##### Recorded information
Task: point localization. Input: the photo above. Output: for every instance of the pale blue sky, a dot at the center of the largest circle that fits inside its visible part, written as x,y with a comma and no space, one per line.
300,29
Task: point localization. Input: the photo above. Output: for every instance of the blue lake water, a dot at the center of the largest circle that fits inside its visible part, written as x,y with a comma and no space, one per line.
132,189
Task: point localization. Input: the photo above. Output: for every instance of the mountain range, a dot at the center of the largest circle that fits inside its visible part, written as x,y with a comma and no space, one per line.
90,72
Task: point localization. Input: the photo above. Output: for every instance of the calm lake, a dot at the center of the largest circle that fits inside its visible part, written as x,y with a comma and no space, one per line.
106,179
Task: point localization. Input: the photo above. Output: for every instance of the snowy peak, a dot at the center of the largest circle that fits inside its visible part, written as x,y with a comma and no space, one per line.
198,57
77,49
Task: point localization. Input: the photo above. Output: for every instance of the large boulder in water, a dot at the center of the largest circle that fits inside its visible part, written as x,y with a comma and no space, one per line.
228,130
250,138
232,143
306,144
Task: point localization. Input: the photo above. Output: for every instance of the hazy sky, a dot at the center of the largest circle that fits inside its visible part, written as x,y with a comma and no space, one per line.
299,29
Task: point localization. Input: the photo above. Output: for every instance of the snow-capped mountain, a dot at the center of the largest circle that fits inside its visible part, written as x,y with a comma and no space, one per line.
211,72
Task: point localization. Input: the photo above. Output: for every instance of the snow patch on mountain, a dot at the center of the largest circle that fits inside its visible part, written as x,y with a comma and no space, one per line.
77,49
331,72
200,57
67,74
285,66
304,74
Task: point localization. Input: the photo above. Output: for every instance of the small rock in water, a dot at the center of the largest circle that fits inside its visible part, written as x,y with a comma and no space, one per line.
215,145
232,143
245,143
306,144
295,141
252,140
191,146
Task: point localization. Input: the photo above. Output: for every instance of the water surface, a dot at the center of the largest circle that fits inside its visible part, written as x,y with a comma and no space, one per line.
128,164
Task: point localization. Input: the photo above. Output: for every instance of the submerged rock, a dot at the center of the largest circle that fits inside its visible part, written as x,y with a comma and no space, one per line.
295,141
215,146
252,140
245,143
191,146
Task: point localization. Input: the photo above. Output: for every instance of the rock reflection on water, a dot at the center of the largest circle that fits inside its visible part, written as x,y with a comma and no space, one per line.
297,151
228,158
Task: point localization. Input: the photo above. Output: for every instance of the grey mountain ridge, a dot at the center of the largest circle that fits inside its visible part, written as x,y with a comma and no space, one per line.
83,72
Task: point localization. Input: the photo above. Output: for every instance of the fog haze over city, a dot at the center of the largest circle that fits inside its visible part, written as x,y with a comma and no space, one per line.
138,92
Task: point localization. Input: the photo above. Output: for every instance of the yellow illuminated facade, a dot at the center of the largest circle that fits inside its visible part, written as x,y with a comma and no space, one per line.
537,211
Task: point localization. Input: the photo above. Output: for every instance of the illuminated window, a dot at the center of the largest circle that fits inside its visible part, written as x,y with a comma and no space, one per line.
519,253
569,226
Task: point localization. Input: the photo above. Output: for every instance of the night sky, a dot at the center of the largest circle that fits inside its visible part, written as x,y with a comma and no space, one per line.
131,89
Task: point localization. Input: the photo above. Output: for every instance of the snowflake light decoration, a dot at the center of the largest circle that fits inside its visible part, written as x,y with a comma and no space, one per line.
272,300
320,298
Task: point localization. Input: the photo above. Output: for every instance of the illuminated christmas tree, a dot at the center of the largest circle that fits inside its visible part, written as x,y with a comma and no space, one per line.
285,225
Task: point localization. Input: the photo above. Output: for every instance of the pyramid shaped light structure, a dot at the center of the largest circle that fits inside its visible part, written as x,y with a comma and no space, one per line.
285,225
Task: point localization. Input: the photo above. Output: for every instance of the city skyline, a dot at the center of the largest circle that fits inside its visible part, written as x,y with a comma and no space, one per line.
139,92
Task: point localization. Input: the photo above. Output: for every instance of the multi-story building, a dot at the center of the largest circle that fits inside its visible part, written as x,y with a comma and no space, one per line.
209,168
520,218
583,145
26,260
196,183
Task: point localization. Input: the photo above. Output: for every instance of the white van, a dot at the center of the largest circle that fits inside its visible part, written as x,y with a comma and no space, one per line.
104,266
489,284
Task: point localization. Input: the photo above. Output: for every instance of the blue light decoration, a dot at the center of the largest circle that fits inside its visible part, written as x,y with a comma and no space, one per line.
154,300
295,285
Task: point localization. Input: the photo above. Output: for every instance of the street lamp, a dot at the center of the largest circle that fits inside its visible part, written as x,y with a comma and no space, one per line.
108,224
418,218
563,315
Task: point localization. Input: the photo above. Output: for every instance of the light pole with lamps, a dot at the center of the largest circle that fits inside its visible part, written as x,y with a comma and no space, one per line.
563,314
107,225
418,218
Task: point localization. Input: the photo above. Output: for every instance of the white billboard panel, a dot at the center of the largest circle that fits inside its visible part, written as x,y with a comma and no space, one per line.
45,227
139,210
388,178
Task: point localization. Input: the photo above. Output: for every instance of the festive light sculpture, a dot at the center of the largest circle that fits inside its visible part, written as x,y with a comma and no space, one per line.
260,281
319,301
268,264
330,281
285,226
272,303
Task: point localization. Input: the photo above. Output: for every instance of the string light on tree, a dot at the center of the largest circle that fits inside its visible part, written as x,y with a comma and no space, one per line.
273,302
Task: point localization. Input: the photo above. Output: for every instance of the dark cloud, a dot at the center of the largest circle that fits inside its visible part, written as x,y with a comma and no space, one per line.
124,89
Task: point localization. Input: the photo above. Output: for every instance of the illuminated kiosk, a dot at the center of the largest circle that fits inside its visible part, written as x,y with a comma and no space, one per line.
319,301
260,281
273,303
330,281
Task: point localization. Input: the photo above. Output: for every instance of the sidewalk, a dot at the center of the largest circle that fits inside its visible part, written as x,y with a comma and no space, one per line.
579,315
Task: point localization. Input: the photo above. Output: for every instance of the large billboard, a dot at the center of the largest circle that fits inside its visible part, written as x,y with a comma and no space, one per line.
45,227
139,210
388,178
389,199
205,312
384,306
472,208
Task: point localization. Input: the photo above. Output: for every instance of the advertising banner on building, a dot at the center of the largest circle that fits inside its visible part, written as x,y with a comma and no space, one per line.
##########
## Task statement
The entries above must be returned in full, exactly as shown.

## Task answer
Task: point localization. Input: the photo above. Output: for every instance of the pale blue sky, a dot at the center of the largest circle that fits inside its visible part, written as x,y with a comma and no space, one per line.
300,29
Task: point localization. Input: the photo above. Output: for every instance of the blue lake water, a dot at the center of the largest circle that fits inside its visible part, written as x,y with a comma and no space, one per line.
132,189
Task: point localization. Input: the photo above. Output: for every instance of the mountain range, a dot at the center of the largest circle that fits inside its visible part, written as x,y with a comma and no space, one per line.
90,72
Task: point localization. Input: the photo above. Output: for every instance of the calm lake, a dot at the center of the largest circle that fits inside its visible part, written as x,y with a comma and no space, one per line.
106,179
Task: point localization. Input: the photo above. Output: for every instance of the snowy peak, a dot at the center of the largest circle that fits inside its visible part, written as x,y with a comma and no space, one per line.
198,57
77,49
Task: point localization. Input: the photo above. Output: for every instance of the large boulder in water, a dot at the center of the largest circle that fits inside its visible part, written as x,y with a comma and no space, one per line.
228,130
250,138
232,143
306,144
Task: point localization. Input: the photo above. Output: for every instance of the hazy sky, a dot at the center of the largest circle that fits inside its visible part, written as x,y with a comma and no space, one per line.
299,29
Task: point localization. Input: the photo above. Output: for every instance of the snow-capped mountain, a dot at the center of the largest circle that fits inside its visible part, written as x,y with a comma and no space, one per line.
211,72
Task: point localization. Input: the photo above. Output: for every instance of the snow patch on mountain, a dot at the center of the largest circle that fits inside its visible part, written as x,y with a comma and no space, one per line.
77,49
331,72
200,57
67,74
285,66
304,74
Task: point localization. Input: the photo above. Output: for every instance of the small rock in water, a dot at the center of the largest circle that fits inside its visible part, written as x,y with a comma and no space, one per line.
215,145
232,143
245,143
306,144
295,141
252,140
191,146
Task: point localization. Input: the photo above. Output: for every instance of the water surface, a dot at the center of the largest circle that fits inside its visible part, written as x,y with a comma and no space, one per line.
128,164
Task: point localization. Input: the photo above. Output: for every instance of the submerged rock, a dot at the center of the largest circle that fits inside its visible part, written as x,y with a comma and no space, one per line.
295,141
215,146
252,140
245,143
191,146
Task: point localization. Input: the photo above. Output: for every instance of the rock reflection on water, a dot at the center of the largest circle that fits inside its visible part, written as x,y with a comma and no space, one per line.
297,151
228,158
Task: point localization. Input: the photo above. Output: for every instance of the grey mountain ridge, a dot at the center of the largest circle that fits inside its visible part, written as x,y with a comma and no space, one per line.
83,72
Task: point localization. Input: the photo above. Output: for every instance of the fog haze over city, a dot at the center of the largest circle that fits inside its visible part, written as x,y with a comma and no space, one per line.
138,92
Task: point localization. Input: the photo above. Output: for every instance of the yellow illuminated facade, a dot at the center of the largest circle that fits inside its visible part, written as x,y with a comma and no space, one per line.
537,211
Task: point localization. Input: the photo above. Output: for every instance of the illuminated window, a dot at the center of the largest circle that fits inside its visible part, written as x,y with a comma and no space, one per line.
519,253
569,226
Task: point localization. Input: the photo above. Output: for every instance of the night sky, a dot at the center of the largest circle that fits inside its visible part, written as x,y with a comma and no space, one per line.
131,89
Task: point localization. Input: the photo above. Output: for every instance of the snowflake light decoration, a dot at the center of the largest circle that fits inside its visible part, written as x,y with a comma and no space, one per line.
272,300
320,298
Task: point localization. Input: the photo above. Output: for every instance of the illuminated christmas tree, a dot at the center of the largest circle that fits inside its visible part, written as x,y with a comma and no space, one per line.
285,225
Task: point localization. Input: the photo above. Output: for every instance of the pyramid shaped light structure, a dot at the center of the largest circle that fits inside its visible part, written as x,y with a comma and no space, one per line.
285,225
Task: point localization. Input: the photo above. Output: for every instance of the city skyline, a dot at the center of the largest circle that fits inside its visible part, written as x,y with a comma and no space, one per line.
139,92
Task: point localization. Input: the photo above. Output: for every instance of the multi-story building, a dot at the center of the largest circle that fits inside its visible part, written as x,y with a comma and no space, one per line.
209,168
520,218
583,145
26,260
196,183
Task: point localization. Input: the photo above. Output: for every instance of the white van, a dot at the center of the largest circle that fits inside its visible part, written as x,y with a comma and no space, one per line.
104,266
489,284
Task: point localization. Input: the photo above. Output: for every instance of the blue light decoration, a dot at the center of the largest circle that fits inside its visible part, written as x,y with a comma and no space, one per line.
154,300
295,285
Task: point localization. Input: the photo above. Output: for every instance of the street lamp, a dot at the center of the largest circle that fits inside its visible part, written as x,y with a comma and no space, one per line.
108,224
418,218
563,315
Task: point localization. Input: the photo above. Output: for every instance of the light pole with lamps, a dot at the center of the largest circle that fits inside its visible part, written as x,y with a comma and no space, one per line.
563,314
107,225
418,218
Task: point localization. Input: the photo above. Output: for every instance of the white billboard panel, a dot at the center of the largest circle that fits inside its visible part, written as x,y with a comma and no space, one per line.
45,227
139,210
388,178
Task: point localization. Input: the photo above. Output: for every instance of the festive light sculpture, a dot at the center of the largest circle that fits inside its visible part, written as x,y with a comma and no space, one per line.
260,281
319,301
268,264
330,281
285,226
272,303
Task: point localization. Input: the photo above. Output: for every instance of the string light on tree, a dot at the center of the largest circle that fits inside its visible part, written as x,y with a comma and no space, one per line.
273,302
Task: point localization. Input: the photo above. Output: for every instance of the dark cloud, a dot at the center of the largest circle that fits inside its visible part, written as x,y with a comma and no space, one per line.
124,89
Task: point localization. Input: the photo above. Output: for every instance of the illuminated kiosk, a dot at the center of the largest circle that fits inside its visible part, written as x,y with a comma and no space, one per line.
319,301
260,281
273,303
330,281
Task: point localization. Input: the photo above. Output: for every instance of the sidewalk, a dot at the center of the largest circle that fits inside its visible part, written as x,y with a comma and no space, one per line.
579,315
Task: point localization. Input: the photo above. Output: for every instance of the large billboard, a dot at the center of the largest circle that fits inside its visible part, written as x,y with a comma and no space, one per line.
45,227
139,210
388,178
389,199
205,312
384,306
472,208
Task: point localization. Input: the photo above. Output: for every instance of the advertising banner on building, a dot at the center of the largest circle that fits inside its visible part, written as x,y with a comma and no space, one per line.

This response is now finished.